• [Direction]: Render every line of the listing below as a numbered list, skipping blank lines and leaving the pictures out.

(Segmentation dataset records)

++++++

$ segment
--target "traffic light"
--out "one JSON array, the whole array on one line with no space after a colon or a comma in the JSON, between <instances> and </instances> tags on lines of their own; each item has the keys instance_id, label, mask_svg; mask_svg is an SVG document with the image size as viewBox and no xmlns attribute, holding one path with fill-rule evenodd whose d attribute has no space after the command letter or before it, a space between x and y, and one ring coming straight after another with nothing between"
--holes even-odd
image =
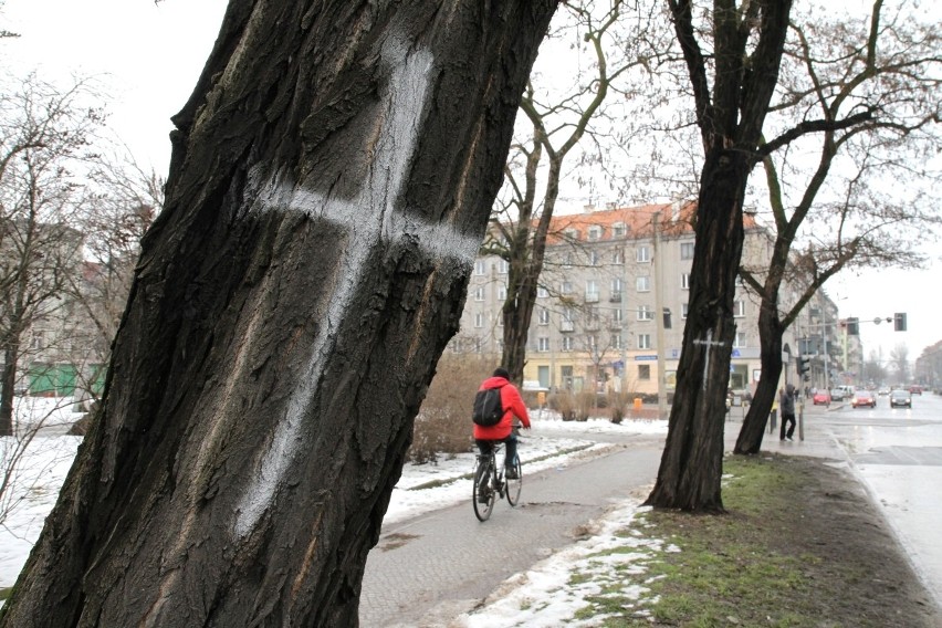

++++++

• [Solution to this exercise]:
1. $ segment
2. --target "traffic light"
3. --out "one JSON array, the whole array on one line with no space after a colon or a comma in the JSON, between <instances> and </instances> tags on lines of their own; each item has the keys instance_id, label, mask_svg; mask_svg is an SVG document with the image size as viewBox and no xmlns attribute, holding one path with fill-rule evenodd whose d attribute has no space after the command letter or before it, a space between x and y, and one ring coming straight after another with nothing between"
4. --holes even-odd
5. image =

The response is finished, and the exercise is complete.